You may recall that in February, a federal district court in Fresno denied a petition I filed with the American Civil Liberties Union, the ACLU of Northern California, and the Electronic Frontier Foundation to attempt to shed light on the Department of Justice's attempt to force Facebook to break the encryption on its Messenger app for encrypted voice calls so that Facebook could carry out a wiretap order the DOJ had obtained. Everything in that matter is sealed; all we know about it has come from reports in the press. The court perpetuated that secrecy with its February denial of our request that it unseal the court's sealed opinion, the case docket sheet, and certain other materials.
We appealed that denial to the Ninth Circuit Court of Appeals, and last week we filed our opening brief, explaining to the appellate court that there is ample precedent for court opinions and case docket sheets (among other materials) to be open to the public. That does not change just because the DOJ's motion to compel Facebook arose from an underlying wiretap order (which is typically afforded greater secrecy). The district court painted the proceedings with too broad a brush, treating these traditionally-public materials as being indistinguishable from sensitive information that might properly stay secret under the Wiretap Act.

------------

Work to complete
Reproduce the passage about the Messenger encryption appeal word for word. Start at the words "We appealed that" and stop after "the Wiretap Act.". Rely only on the passage about the Messenger encryption appeal.

------------

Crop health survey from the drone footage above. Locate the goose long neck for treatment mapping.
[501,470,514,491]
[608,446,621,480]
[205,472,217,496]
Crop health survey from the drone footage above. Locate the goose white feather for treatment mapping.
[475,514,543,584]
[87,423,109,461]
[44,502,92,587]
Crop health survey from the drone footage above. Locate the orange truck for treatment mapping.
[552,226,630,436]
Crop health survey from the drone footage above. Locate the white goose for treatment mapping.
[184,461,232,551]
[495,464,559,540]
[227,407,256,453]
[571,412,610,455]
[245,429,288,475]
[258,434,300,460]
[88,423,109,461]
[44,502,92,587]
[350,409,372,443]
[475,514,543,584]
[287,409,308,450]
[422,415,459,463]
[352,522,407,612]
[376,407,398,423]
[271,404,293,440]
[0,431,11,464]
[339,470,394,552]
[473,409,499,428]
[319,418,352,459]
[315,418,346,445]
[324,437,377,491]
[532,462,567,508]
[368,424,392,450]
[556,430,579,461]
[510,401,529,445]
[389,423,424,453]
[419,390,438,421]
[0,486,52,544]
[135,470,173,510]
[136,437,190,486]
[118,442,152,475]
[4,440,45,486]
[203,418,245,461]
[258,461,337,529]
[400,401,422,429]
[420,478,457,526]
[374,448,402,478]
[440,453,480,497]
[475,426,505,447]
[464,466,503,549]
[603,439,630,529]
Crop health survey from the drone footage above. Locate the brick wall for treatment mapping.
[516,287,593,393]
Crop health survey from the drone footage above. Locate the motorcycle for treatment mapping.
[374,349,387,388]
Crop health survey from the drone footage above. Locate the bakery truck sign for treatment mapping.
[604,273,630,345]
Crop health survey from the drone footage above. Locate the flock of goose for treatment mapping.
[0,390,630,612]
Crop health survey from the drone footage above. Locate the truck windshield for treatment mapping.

------------

Response
We appealed that denial to the Ninth Circuit Court of Appeals, and last week we filed our opening brief, explaining to the appellate court that there is ample precedent for court opinions and case docket sheets (among other materials) to be open to the public. That does not change just because the DOJ's motion to compel Facebook arose from an underlying wiretap order (which is typically afforded greater secrecy). The district court painted the proceedings with too broad a brush, treating these traditionally-public materials as being indistinguishable from sensitive information that might properly stay secret under the Wiretap Act.